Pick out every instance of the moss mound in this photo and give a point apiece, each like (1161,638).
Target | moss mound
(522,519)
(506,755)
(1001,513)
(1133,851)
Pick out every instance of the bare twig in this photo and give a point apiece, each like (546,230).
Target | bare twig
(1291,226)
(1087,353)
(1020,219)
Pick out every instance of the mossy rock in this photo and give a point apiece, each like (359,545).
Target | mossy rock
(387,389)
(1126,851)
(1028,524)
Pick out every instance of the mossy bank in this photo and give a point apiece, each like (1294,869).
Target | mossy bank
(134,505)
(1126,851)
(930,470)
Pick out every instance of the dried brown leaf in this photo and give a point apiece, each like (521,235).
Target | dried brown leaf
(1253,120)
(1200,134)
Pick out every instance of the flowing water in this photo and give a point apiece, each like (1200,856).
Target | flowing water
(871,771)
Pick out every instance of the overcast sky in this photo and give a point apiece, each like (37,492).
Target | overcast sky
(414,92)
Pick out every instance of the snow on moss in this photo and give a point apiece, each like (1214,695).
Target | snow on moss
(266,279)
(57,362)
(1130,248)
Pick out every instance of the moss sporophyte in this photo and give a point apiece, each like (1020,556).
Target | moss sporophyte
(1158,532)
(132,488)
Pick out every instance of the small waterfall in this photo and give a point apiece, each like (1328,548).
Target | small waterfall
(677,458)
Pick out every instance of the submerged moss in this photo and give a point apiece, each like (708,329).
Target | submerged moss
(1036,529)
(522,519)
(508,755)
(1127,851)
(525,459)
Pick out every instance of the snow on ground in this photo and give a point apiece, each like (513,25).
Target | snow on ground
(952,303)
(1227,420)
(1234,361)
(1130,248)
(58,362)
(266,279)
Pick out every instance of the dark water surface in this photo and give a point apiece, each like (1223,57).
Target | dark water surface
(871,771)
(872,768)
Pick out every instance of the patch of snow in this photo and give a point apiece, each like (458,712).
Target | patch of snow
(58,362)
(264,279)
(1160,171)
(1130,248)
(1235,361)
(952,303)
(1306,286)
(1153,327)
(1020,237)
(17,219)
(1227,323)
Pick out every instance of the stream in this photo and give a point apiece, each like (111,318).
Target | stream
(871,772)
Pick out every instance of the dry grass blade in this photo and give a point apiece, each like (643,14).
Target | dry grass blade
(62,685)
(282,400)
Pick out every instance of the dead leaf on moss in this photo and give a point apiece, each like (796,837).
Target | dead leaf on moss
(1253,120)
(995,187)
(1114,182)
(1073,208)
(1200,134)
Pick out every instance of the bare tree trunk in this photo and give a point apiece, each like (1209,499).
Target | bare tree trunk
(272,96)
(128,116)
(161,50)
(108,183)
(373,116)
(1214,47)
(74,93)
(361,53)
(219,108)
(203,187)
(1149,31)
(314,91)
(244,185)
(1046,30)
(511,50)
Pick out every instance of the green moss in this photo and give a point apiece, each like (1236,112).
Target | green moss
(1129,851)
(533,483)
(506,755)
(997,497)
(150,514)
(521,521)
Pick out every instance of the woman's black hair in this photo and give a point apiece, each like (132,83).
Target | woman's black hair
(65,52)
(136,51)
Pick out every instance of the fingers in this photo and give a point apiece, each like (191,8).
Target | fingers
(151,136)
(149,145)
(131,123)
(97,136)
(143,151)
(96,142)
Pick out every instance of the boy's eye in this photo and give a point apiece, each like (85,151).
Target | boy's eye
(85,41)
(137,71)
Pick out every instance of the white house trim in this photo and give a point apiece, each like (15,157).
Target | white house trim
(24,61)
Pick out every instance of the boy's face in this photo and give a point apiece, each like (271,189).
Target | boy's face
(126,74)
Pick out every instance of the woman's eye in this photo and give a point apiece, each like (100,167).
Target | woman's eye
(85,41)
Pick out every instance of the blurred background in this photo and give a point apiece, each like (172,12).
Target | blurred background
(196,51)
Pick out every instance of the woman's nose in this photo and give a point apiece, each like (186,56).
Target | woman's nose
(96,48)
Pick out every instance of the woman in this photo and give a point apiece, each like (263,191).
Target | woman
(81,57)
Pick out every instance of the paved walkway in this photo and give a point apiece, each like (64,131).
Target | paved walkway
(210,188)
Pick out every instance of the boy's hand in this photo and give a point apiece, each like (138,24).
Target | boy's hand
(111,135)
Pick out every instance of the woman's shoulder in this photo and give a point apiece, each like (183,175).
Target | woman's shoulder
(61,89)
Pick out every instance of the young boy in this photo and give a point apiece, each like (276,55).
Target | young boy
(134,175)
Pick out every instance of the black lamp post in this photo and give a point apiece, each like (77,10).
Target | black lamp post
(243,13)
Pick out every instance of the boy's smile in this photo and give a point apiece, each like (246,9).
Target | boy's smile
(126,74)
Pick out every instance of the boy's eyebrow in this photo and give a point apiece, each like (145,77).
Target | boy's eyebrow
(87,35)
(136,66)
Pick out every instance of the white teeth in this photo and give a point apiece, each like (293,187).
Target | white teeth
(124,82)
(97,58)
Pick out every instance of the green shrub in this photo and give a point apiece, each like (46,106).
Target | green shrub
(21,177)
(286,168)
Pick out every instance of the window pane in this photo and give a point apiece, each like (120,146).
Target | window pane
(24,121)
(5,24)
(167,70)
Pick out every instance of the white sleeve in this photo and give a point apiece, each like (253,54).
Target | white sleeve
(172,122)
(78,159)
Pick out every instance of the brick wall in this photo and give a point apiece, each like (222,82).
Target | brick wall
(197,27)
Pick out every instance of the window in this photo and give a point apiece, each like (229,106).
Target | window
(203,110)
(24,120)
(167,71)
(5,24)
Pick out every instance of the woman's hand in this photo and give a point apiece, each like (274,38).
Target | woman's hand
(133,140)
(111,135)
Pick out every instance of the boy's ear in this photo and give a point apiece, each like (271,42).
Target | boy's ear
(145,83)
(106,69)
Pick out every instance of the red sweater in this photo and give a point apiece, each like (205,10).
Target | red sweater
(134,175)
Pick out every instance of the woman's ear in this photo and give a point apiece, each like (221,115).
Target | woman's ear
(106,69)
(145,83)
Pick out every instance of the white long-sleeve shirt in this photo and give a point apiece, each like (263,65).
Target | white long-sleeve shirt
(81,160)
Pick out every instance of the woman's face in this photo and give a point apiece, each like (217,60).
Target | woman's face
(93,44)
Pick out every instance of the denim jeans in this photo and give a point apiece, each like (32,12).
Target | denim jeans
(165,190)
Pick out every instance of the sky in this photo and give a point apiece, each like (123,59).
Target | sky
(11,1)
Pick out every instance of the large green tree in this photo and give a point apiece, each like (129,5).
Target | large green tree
◇ ◇ ◇ ◇
* **To be done**
Set down all of the data above, word for word.

* **Exercise response**
Pick out every instance of the moss mound in this photo and give a point apiece, each like (1161,638).
Target | moss mound
(522,519)
(506,755)
(1001,513)
(1133,851)
Pick out every instance of the bare twig in this photo and give a point apiece, each like (546,230).
Target | bare twig
(1291,226)
(1087,353)
(1020,219)
Pick out every instance of the mossy rock in this photo and give a point apiece, each like (359,545).
Target | mossy rock
(387,389)
(1126,851)
(1028,524)
Pick out every instance of the mossy bank in this photo and give a point apiece, each like (1294,869).
Target | mossy bank
(134,505)
(1126,851)
(930,470)
Pick out every instance of the dried brown leaf in this photo and give a point apiece, each like (521,235).
Target | dried brown leaf
(1253,120)
(1200,134)
Pick out every instance of the flowing water in this photo and give a point apiece, each like (1200,856).
Target | flowing water
(871,771)
Pick out every instance of the overcast sky in this photo and give a point apiece, each like (37,492).
Target | overcast sky
(414,92)
Pick out every instance of the snow on moss in this photo and give a point apiece, each like (1214,695).
Target | snow on moss
(266,279)
(57,362)
(1130,248)
Pick out every instance of the moss sporophyte in this photo and give a point apiece, each like (1020,556).
Target | moss sporophyte
(1158,532)
(132,488)
Pick out every instance of the small waterfall in this photo and give a point apiece, each like (1328,548).
Target | small waterfall
(677,458)
Pick out every instance of the submerged moss in this photo and give a point apiece, each like (708,329).
Target | submerged moss
(1036,529)
(522,519)
(508,755)
(1127,851)
(525,459)
Pick out every instance of the snow on ground in this photo and give a point apiece, each like (513,25).
Target | snow on ground
(952,303)
(1227,420)
(1234,361)
(1130,248)
(58,362)
(266,279)
Pick out every instance of the dark water surface in this photo and give a point apiece, each like (1223,57).
Target | dark water surface
(871,771)
(872,768)
Pick out every instance of the patch of snow in this photo and give a point apiece, each like (458,712).
Target | patch of snow
(58,362)
(264,279)
(1160,171)
(1130,248)
(1235,361)
(952,303)
(1306,286)
(1153,327)
(1020,237)
(17,219)
(1227,323)
Pick out every instance of the stream in this photo and give a point apiece, each like (111,318).
Target | stream
(871,772)
Pick out every instance of the dry grass blade in this photo and give a point apiece, each like (643,14).
Target | dry grass blade
(62,685)
(282,400)
Pick out every instance of the dead leaf on moss in this photo and give a point apiece, each like (796,837).
Target | dead leaf on moss
(1253,120)
(995,187)
(1114,182)
(1073,208)
(1200,134)
Pick out every instance of the bare tree trunk in this photo and give a point apiece, each like (1209,499).
Target | bare tree trunk
(272,96)
(128,116)
(161,50)
(108,183)
(373,116)
(1214,47)
(74,93)
(361,53)
(219,108)
(203,187)
(1149,31)
(314,91)
(244,185)
(1046,30)
(511,50)
Pick out every instance of the green moss in this photo and give a point apiece, each like (1236,112).
Target | green moss
(1129,851)
(533,483)
(506,755)
(997,497)
(150,514)
(521,521)
Pick out every instance of the woman's black hair in this photo and give a point apiece, each like (132,83).
Target | woman's black hair
(65,52)
(136,51)
Pick out every instance of the fingers in this photo and give a point apiece, each like (191,8).
Target | fingers
(151,136)
(149,145)
(131,123)
(97,136)
(143,151)
(96,142)
Pick out every instance of the boy's eye in this photo and give a point apiece, each like (85,151).
Target | boy's eye
(85,41)
(137,71)
Pick out every instance of the white house trim in this photo and give a point apiece, each like (15,157).
Target | white house trim
(24,61)
Pick out every instance of the boy's face in this photo and give a point apiece, each like (271,189).
Target | boy's face
(126,74)
Pick out every instance of the woman's eye in this photo and give a point apiece, each like (100,167).
Target | woman's eye
(85,41)
Pick out every instance of the blurred background in this photo and give a point apiece, each like (172,12).
Target | blurred background
(196,51)
Pick out every instance of the woman's nose in this photo and give a point apiece, each like (186,56).
Target | woman's nose
(96,48)
Pick out every instance of the woman in this photo and give a point apiece, each like (263,191).
Target | woman
(81,57)
Pick out every instance of the paved walkway in this photo and give a point apiece, each like (64,131).
Target | paved walkway
(210,188)
Pick out every instance of the boy's hand in this photo and give a point apiece, each like (138,24).
Target | boy's hand
(111,135)
Pick out every instance of the woman's shoulder in this photo and give a point apiece, each like (183,175).
Target | woman's shoulder
(61,89)
Pick out every instance of the young boy in this photo and give a point apiece, each like (276,55).
Target | young boy
(134,175)
Pick out every instance of the black lamp post in this photo and give a point apiece, each like (77,10).
Target | black lamp post
(243,13)
Pick out every instance of the boy's smile in this photo and give a point apiece, each like (246,9).
Target | boy's smile
(126,74)
Pick out every instance of the boy's eyebrow in this photo and give a point apiece, each like (145,77).
Target | boy's eyebrow
(87,35)
(136,66)
Pick out every instance of the white teeth in this photo and give a point apiece, each like (293,187).
Target | white teeth
(124,82)
(97,58)
Pick out every instance of the green shrub in this photo and give a point apiece, each like (46,106).
Target | green shrub
(21,177)
(286,168)
Pick out every instance of the window pane in this photo and give a point apiece, each like (120,146).
Target | window pane
(24,121)
(5,24)
(167,70)
Pick out every instance of the white sleeve in this photo and give a point apiece, each like (253,54).
Target | white sleeve
(172,122)
(78,159)
Pick out every instance of the brick wall in this photo and give a point apiece, each like (222,82).
Target | brick wall
(197,27)
Pick out every instance of the window in this photo and give a point apiece, each like (229,106).
Target | window
(203,110)
(24,120)
(167,71)
(5,24)
Pick out every instance of the woman's hand in this photo and give a point apiece, each like (274,38).
Target | woman's hand
(133,140)
(111,135)
Pick out every instance of the boy's ear in this photo and give a point apiece, each like (271,42).
Target | boy's ear
(145,83)
(106,69)
Pick out every instance of the red sweater in this photo and give a point apiece, each like (205,10).
Target | red sweater
(134,175)
Pick out every instance of the woman's ear in this photo and give a point apiece, each like (221,115).
Target | woman's ear
(106,69)
(145,83)
Pick out every instance of the white long-sleeve shirt in this photo and give a point apiece, each like (263,65).
Target | white long-sleeve shirt
(81,160)
Pick out every instance of the woman's face in this photo and give a point apiece, each like (217,60).
Target | woman's face
(93,44)
Pick out every instance of the denim jeans in this photo and give a point apiece, each like (32,12).
Target | denim jeans
(165,190)
Pick out every instance of the sky in this photo and give a point apiece, each like (123,59).
Target | sky
(11,1)
Pick out every instance of the large green tree in this photo and give a point apiece, each like (129,5).
Target | large green tree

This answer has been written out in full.